→ SET EXERCISE:
In the nature essay below about spring near the Moss Sanctuary, how far does the writer run while carrying the young wood turtle found on Dog Lane?

Near the Moss Sanctuary the winter had skinned red pines, exposing the soiled bones of trunk and limb. An osprey beat the still air above the Ogushwitz Meadow. Black dash skippers clung thick to milkweed blossoms while cabbage whites huddled atop rough-fruited cinquefoil. At dusk a barred owl called sounding like a motor dying, its flywheel broken. Wood turtles big as teapots basked on sand banks along the Fenton River. This was the spring of water snakes, ebony jewelwing damselflies, and multiflora rose. While jewelwings flickered black and gold above royal ferns and roses tumbled over in thick trousseaus of blossoms, northern water snakes feathered waters and rippled sedges beside the beaver pond.

A female eastern pondhawk clung to a grapevine. The dragonfly's eyes and thorax were sunny green and its abdomen looked like that of a yellow jacket, rings of black binding the yellow. “The first female pondhawk I've seen,” I told Vicki as she stuck a bandaid on my back, patching a hole dug by a wood tick that had drunk deep and waxed fat. “A seasonal attack of the bucolic plague. What would spring be without fevers and enthusiasms?” she said. The next morning was sunny, and I set out early on a seven-mile jog. Dozing in the rising heat in the middle of Dog Lane was a young wood turtle, a late fall hatchling no bigger than the face of a wrist watch. I plucked the turtle off the road and cradling it in my left hand ran with it for half a mile. Off the shoulder of the road and down a rocky slope behind hedges of brambles shimmered a small pond. I jumped off the road and carried the turtle down the slope, freeing it amid the damp of last fall's leaves, ten yards from the pond. Brambles sliced my legs so badly that blood streamed down like water over a window pane during a cloudburst. “Vicki won't be able to patch these,” I thought as I reached the road and starting running again, the sun warm against my face.

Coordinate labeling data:
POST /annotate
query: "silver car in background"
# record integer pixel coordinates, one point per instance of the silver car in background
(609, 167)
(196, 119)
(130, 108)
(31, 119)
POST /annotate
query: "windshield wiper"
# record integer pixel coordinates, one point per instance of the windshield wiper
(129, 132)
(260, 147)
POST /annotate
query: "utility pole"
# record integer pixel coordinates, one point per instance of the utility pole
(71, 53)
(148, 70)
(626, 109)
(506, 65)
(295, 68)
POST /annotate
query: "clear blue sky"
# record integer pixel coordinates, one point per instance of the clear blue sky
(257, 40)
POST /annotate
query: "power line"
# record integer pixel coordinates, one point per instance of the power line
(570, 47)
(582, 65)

* * *

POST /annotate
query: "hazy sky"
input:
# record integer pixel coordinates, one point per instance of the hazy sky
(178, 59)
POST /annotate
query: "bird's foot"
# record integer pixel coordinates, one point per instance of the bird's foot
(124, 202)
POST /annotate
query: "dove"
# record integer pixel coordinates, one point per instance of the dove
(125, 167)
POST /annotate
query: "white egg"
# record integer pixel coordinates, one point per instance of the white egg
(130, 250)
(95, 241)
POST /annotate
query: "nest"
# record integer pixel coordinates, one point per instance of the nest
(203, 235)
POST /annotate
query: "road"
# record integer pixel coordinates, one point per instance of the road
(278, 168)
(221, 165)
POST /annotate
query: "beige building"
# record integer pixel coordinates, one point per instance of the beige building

→ PROBLEM SOLUTION:
Half a mile.